Segmentation dataset records =>
-*-
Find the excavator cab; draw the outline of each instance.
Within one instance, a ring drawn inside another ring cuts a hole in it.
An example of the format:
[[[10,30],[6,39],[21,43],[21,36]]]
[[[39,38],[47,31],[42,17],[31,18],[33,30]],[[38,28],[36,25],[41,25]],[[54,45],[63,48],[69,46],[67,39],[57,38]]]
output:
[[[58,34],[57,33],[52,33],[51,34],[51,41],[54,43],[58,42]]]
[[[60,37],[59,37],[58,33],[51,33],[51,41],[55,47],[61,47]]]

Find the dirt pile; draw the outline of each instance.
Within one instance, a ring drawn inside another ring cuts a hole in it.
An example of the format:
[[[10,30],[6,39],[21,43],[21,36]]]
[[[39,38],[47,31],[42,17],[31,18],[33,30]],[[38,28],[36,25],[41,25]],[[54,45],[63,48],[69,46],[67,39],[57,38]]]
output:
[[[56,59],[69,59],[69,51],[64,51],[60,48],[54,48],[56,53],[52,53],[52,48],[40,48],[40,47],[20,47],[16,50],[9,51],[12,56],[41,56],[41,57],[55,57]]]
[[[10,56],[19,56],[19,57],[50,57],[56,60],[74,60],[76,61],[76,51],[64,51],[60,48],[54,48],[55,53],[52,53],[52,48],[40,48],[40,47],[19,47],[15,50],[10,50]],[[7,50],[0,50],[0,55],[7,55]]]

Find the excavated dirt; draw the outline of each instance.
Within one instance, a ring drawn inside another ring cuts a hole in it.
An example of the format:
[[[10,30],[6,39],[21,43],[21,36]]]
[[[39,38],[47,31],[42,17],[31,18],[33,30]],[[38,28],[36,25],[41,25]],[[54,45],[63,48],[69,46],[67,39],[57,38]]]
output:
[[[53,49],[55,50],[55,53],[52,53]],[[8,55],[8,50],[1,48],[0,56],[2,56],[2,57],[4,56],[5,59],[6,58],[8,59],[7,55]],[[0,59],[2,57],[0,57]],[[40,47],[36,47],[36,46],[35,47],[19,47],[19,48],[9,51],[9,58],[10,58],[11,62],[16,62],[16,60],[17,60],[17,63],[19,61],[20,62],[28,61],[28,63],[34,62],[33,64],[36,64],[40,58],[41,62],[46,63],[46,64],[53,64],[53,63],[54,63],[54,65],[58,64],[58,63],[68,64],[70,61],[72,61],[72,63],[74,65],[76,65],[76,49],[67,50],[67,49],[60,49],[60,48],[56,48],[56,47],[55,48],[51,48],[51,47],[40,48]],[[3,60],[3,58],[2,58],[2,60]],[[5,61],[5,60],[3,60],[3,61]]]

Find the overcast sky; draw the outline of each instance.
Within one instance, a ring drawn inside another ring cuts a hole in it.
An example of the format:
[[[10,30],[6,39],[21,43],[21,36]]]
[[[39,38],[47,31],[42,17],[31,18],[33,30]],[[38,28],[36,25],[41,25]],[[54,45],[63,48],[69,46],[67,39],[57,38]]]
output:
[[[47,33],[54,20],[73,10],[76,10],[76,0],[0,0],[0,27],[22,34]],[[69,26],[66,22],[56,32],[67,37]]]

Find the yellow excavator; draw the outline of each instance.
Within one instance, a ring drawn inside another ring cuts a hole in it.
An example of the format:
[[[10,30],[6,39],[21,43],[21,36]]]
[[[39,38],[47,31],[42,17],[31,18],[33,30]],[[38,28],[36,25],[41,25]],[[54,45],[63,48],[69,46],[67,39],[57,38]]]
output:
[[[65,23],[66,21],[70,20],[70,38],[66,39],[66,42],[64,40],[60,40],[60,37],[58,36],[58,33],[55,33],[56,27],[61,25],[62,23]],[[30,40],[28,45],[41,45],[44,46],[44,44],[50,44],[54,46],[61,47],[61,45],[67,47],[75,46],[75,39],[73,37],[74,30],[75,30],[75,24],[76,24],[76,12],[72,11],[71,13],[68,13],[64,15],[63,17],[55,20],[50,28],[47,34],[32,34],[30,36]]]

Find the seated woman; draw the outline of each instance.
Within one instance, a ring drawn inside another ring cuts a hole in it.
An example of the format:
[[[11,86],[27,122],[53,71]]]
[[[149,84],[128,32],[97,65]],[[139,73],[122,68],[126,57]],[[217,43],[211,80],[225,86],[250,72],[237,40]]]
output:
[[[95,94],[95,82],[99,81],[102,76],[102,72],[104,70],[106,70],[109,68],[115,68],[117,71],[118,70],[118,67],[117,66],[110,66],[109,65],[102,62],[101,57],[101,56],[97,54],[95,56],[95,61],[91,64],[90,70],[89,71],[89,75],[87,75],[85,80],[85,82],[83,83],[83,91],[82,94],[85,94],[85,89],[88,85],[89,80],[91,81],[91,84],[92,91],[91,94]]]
-*-
Extract every record and return it verbatim.

RESPONSE TO THE EXERCISE =>
Find the excavator cab; draw the outline of each instance.
Within one instance, a ring drawn inside another ring cuts a hole in it.
An example of the format:
[[[10,30],[6,39],[21,43],[21,36]]]
[[[39,38],[47,31],[42,17],[31,18],[33,30]],[[38,28],[36,25],[41,25]],[[54,45],[63,48],[69,46],[67,39],[57,38]]]
output:
[[[58,34],[57,33],[52,33],[51,34],[51,41],[54,43],[58,42]]]
[[[60,37],[59,37],[58,33],[51,33],[51,41],[55,47],[61,47]]]

Find the dirt pile; draw the outline of each instance.
Within one instance, a ring drawn inside another ring cuts a hole in it.
An example of the format:
[[[10,30],[6,39],[21,43],[21,36]]]
[[[39,38],[47,31],[42,17],[31,18],[33,30]],[[38,28],[36,25],[41,25]],[[54,45],[63,48],[69,46],[67,39],[57,38]]]
output:
[[[56,59],[69,59],[69,51],[64,51],[60,48],[54,48],[56,53],[52,53],[52,48],[40,48],[40,47],[20,47],[16,50],[9,51],[12,56],[41,56],[41,57],[55,57]]]
[[[10,56],[19,56],[19,57],[50,57],[56,60],[74,60],[76,61],[76,51],[64,51],[60,48],[54,48],[55,53],[52,53],[52,48],[40,48],[40,47],[19,47],[15,50],[10,50]],[[7,50],[0,50],[0,55],[7,55]]]

Find the excavated dirt; draw the outline of each instance.
Within one instance, a ring drawn inside another ring cuts a hole in it.
An example of the format:
[[[10,30],[6,39],[21,43],[21,36]]]
[[[39,38],[47,31],[42,17],[31,18],[33,30]],[[38,28],[36,25],[41,25]],[[54,45],[63,48],[69,46],[67,39],[57,38]]]
output:
[[[53,49],[55,50],[55,53],[52,53]],[[8,55],[8,50],[1,48],[0,56],[2,56],[2,57],[4,56],[5,59],[6,58],[8,59],[7,55]],[[0,59],[2,57],[0,57]],[[40,47],[36,47],[36,46],[35,47],[19,47],[19,48],[9,51],[9,58],[10,58],[11,62],[16,62],[16,60],[17,60],[17,63],[19,61],[20,62],[28,61],[28,63],[34,62],[33,64],[36,64],[40,58],[41,62],[46,63],[46,64],[53,64],[53,63],[54,63],[54,65],[58,64],[58,63],[68,64],[70,61],[72,61],[72,63],[74,65],[76,65],[76,49],[67,50],[67,49],[60,49],[60,48],[56,48],[56,47],[55,48],[51,48],[51,47],[40,48]],[[3,60],[3,58],[2,58],[2,60]],[[5,61],[5,60],[3,60],[3,61]]]

Find the overcast sky; draw the outline of each instance.
Within one instance, a ring drawn inside another ring cuts a hole in it.
An example of the format:
[[[10,30],[6,39],[21,43],[21,36]]]
[[[39,38],[47,31],[42,17],[31,18],[33,30]],[[38,28],[36,25],[41,25]],[[54,45],[63,48],[69,46],[67,39],[57,38]]]
output:
[[[47,33],[54,20],[73,10],[76,10],[76,0],[0,0],[0,27],[22,34]],[[69,26],[66,22],[56,32],[67,37]]]

Find the yellow excavator; draw the outline of each instance.
Within one instance, a ring drawn inside another ring cuts a hole in it.
An example of the format:
[[[10,30],[6,39],[21,43],[21,36]]]
[[[39,38],[47,31],[42,17],[31,18],[33,30]],[[38,28],[36,25],[41,25]],[[54,45],[63,48],[69,46],[67,39],[57,38]]]
output:
[[[65,23],[66,21],[70,20],[70,38],[66,39],[66,42],[64,40],[60,40],[60,37],[58,36],[58,33],[55,33],[56,27],[61,25],[62,23]],[[30,40],[28,45],[41,45],[44,46],[44,44],[50,44],[54,46],[61,47],[61,45],[67,47],[75,46],[75,39],[73,37],[74,30],[75,30],[75,24],[76,24],[76,12],[72,11],[71,13],[68,13],[64,15],[63,17],[55,20],[50,28],[47,34],[32,34],[30,36]]]

Find the seated woman; draw the outline of each instance.
Within one instance, a ring drawn inside another ring cuts a hole in it.
An example of the format:
[[[11,86],[27,122],[53,71]]]
[[[149,84],[128,32],[97,65]],[[139,73],[122,68],[126,57]],[[217,43],[211,80],[225,86],[250,72],[237,40]]]
output:
[[[95,94],[95,82],[99,81],[102,76],[102,72],[104,70],[106,70],[109,68],[115,68],[117,71],[118,70],[118,67],[117,66],[110,66],[109,65],[102,62],[101,57],[101,56],[97,54],[95,56],[95,61],[91,64],[90,70],[89,71],[89,75],[87,75],[85,80],[85,82],[83,83],[83,91],[82,94],[85,94],[85,89],[88,85],[89,80],[91,81],[91,84],[92,91],[91,94]]]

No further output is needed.